Coordinate labeling data ▸
--

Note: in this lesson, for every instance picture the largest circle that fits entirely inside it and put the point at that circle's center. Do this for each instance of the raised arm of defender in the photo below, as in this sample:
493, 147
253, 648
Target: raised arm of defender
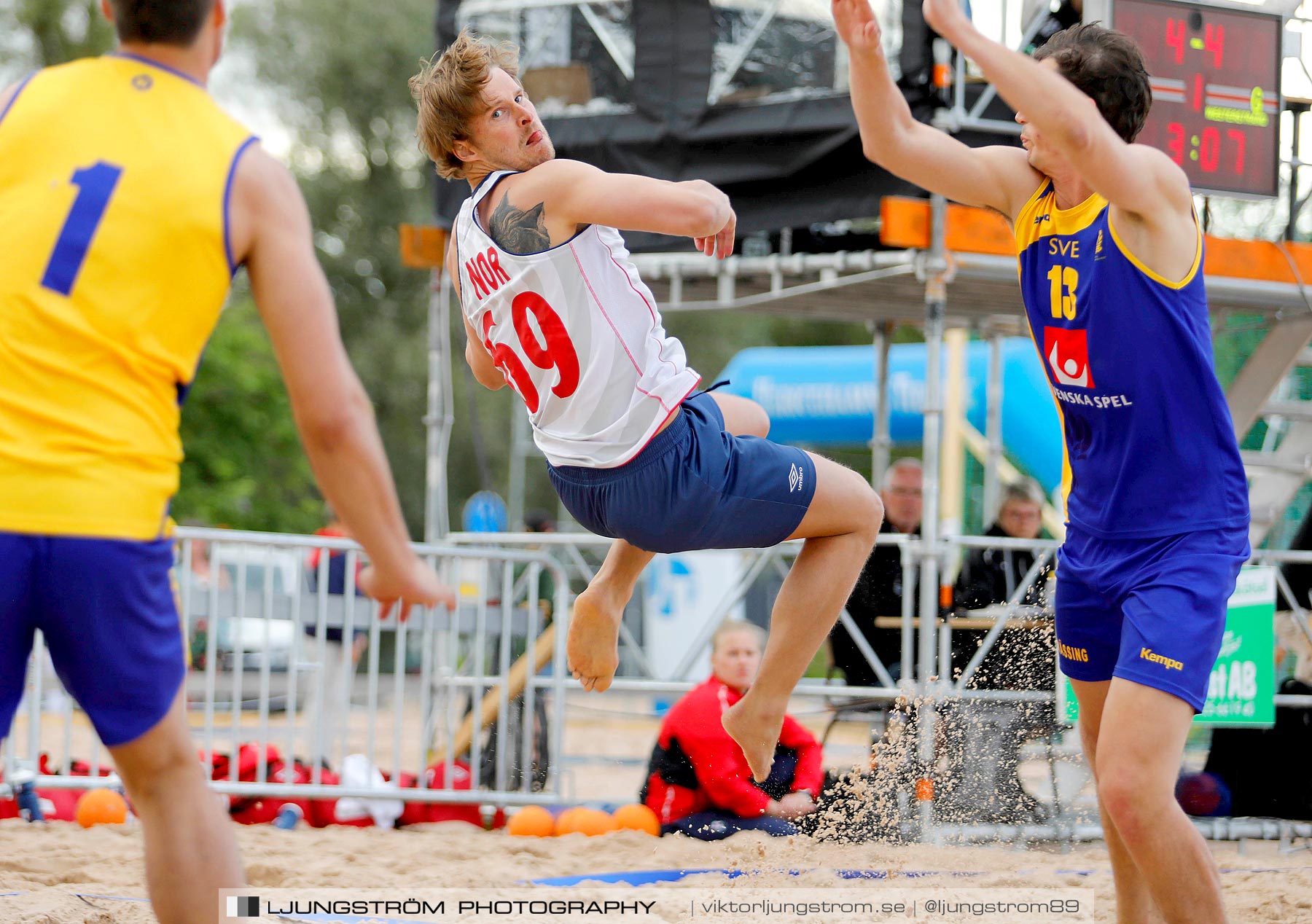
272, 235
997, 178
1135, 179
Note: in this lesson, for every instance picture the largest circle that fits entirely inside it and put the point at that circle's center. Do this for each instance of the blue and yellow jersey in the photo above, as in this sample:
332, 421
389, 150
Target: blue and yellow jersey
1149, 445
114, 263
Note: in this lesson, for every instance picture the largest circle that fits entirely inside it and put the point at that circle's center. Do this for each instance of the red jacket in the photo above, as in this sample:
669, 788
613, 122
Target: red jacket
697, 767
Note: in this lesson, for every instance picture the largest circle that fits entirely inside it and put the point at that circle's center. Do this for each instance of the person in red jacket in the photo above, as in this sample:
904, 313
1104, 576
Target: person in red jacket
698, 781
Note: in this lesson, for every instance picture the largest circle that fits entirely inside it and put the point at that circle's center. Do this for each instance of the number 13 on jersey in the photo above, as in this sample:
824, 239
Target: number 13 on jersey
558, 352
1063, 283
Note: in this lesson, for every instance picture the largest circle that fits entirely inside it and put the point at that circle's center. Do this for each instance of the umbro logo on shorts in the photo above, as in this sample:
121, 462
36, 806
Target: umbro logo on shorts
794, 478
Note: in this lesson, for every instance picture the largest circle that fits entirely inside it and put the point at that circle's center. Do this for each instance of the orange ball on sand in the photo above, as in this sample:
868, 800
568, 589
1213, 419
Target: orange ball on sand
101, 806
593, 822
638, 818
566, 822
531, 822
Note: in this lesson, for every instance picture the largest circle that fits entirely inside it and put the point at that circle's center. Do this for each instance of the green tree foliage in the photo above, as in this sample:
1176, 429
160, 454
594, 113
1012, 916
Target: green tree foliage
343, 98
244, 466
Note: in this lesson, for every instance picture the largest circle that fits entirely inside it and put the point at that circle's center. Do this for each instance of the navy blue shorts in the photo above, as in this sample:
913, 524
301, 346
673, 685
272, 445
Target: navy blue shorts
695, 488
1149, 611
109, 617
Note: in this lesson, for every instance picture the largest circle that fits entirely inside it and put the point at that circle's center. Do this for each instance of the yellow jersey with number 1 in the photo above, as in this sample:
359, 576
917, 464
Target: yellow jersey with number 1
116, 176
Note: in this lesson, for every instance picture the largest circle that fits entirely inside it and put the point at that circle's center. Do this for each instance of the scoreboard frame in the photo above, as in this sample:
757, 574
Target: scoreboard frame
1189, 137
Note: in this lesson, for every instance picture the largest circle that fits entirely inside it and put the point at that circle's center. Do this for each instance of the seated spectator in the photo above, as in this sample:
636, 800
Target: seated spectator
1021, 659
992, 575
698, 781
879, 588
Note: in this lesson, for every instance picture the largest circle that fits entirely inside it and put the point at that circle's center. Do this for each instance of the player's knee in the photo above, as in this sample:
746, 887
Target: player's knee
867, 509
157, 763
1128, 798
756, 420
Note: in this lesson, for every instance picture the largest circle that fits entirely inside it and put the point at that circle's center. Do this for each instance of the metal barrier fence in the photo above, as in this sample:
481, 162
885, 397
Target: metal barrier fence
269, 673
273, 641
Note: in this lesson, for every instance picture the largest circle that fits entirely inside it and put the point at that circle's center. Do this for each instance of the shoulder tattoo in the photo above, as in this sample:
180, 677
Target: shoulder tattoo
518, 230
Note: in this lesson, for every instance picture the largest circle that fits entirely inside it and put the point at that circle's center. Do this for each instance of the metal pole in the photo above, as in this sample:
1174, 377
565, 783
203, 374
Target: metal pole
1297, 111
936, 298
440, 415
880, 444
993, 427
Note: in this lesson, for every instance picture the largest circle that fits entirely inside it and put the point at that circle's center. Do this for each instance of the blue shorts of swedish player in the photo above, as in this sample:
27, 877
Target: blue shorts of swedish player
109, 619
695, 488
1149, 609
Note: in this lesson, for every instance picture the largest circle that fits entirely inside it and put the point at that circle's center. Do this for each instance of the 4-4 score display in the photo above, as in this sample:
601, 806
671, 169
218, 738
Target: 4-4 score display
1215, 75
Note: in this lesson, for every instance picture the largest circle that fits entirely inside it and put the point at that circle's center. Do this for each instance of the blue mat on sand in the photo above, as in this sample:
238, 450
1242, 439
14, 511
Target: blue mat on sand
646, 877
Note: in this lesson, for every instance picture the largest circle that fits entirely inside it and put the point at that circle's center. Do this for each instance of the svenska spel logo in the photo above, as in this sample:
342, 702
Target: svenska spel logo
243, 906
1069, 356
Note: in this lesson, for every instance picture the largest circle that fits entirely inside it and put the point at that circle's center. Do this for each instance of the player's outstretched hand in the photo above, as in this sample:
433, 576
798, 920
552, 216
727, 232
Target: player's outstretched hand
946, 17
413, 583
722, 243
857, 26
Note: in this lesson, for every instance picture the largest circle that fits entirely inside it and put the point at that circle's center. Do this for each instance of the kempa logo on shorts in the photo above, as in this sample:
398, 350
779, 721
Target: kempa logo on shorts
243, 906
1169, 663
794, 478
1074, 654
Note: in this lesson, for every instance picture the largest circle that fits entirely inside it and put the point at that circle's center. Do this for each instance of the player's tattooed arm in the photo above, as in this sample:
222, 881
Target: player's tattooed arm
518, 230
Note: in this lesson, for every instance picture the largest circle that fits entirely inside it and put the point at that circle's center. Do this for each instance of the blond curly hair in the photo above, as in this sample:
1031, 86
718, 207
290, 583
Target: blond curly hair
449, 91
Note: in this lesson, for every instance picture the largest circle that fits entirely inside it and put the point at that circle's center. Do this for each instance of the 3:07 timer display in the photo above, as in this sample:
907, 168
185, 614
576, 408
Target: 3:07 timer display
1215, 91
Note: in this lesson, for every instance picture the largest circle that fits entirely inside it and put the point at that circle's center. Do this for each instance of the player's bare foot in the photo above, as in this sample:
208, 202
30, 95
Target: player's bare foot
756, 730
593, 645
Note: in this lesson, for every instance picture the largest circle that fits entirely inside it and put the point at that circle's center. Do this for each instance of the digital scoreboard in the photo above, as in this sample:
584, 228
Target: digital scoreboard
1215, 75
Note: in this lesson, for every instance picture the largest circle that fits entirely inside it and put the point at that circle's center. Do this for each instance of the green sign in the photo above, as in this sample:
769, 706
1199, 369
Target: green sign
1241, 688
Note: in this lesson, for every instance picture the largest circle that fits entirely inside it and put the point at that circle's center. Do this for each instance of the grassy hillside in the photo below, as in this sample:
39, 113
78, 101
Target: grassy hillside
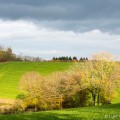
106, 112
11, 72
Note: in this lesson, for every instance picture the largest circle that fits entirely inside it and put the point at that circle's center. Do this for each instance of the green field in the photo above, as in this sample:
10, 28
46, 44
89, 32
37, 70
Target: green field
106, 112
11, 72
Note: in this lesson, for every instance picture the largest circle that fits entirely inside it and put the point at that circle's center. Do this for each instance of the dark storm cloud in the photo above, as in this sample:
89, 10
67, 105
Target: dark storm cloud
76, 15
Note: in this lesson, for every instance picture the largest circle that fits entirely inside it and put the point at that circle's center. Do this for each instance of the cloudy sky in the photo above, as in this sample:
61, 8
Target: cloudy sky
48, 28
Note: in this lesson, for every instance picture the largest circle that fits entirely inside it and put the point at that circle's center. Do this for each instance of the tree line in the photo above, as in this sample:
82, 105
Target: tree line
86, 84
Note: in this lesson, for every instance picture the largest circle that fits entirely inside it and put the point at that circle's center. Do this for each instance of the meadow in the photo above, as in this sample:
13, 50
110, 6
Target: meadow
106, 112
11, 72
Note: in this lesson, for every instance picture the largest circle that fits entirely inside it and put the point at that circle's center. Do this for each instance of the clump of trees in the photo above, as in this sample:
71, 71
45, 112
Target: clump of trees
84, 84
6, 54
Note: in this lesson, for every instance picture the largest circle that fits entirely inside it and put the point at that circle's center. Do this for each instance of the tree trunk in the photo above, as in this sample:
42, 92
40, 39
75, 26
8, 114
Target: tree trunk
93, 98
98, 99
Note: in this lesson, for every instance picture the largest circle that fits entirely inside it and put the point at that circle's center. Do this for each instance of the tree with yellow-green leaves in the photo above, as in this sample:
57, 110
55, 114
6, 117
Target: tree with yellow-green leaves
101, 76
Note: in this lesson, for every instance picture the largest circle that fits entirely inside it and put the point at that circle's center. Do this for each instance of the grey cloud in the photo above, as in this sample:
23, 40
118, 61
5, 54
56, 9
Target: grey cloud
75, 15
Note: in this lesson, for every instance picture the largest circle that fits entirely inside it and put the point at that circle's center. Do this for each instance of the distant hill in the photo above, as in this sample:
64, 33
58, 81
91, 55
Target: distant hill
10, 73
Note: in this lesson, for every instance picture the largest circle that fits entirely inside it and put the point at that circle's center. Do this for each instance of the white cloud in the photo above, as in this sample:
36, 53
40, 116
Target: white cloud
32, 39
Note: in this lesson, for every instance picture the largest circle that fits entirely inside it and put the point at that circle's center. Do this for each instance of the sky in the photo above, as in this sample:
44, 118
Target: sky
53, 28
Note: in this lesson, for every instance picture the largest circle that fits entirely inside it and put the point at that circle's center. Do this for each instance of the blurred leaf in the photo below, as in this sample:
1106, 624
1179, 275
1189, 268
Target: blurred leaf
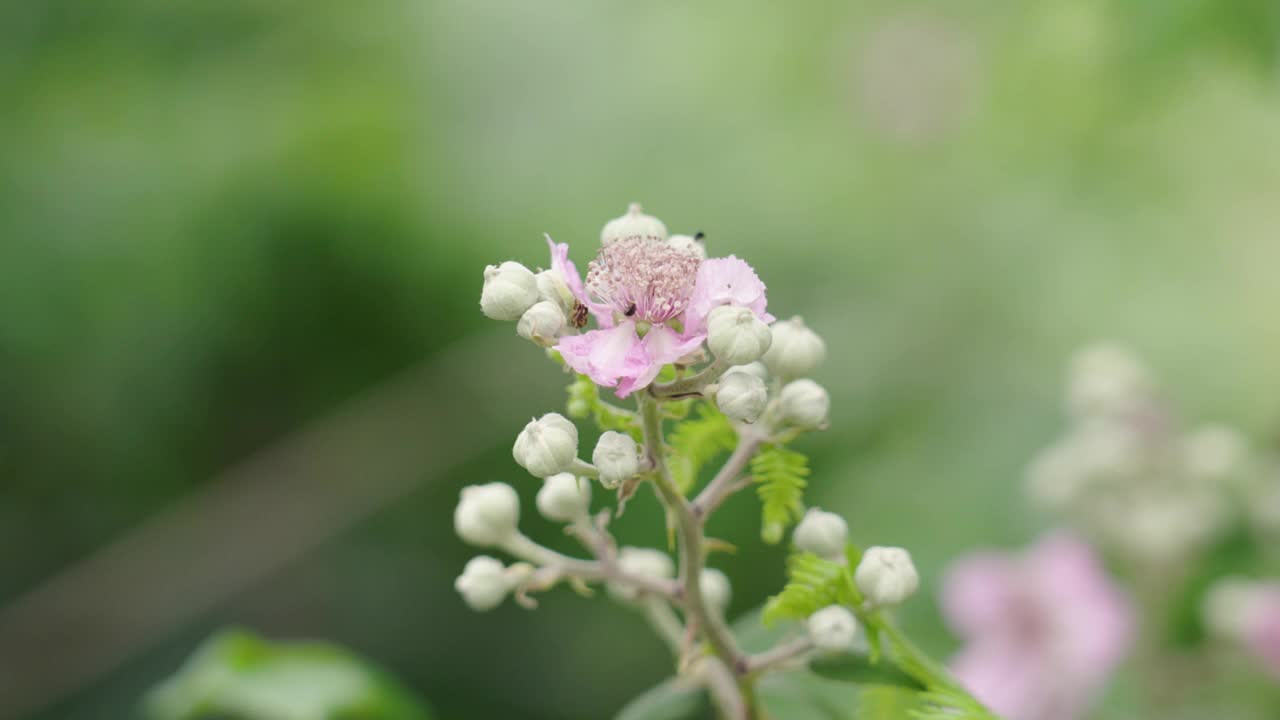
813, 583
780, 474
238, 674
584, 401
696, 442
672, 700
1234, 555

--

What you have to do ▸ Write out the lines of the listing from the one that holds "of the white" to the very last line, both included, exactly as they appear and without any pictures.

Solution for this problem ▸
Note: in this lesson, for every instance picture the largest circle that fits entirely inside it and put the point at that circle's center. Do this for each instance of the white cloud in the photo above, as in this sample:
36, 53
40, 116
Target: white cloud
32, 39
Note: in this lesson, for every instance picture the largest circle that fits entirely inside it and put the point at that circle's center. Do this for each instance of the sky in the photo above, as in this sample:
44, 118
Target: sky
53, 28
Note: in this lesson, for every instance picture the largest circle that fits entirely inside it and put the point at that circle's center. Do this for each instance of the blurred leaf in the photo below, as in this sample:
1106, 624
1179, 275
1189, 268
Target: blurred leaf
813, 583
780, 474
238, 674
584, 401
696, 442
672, 700
1234, 555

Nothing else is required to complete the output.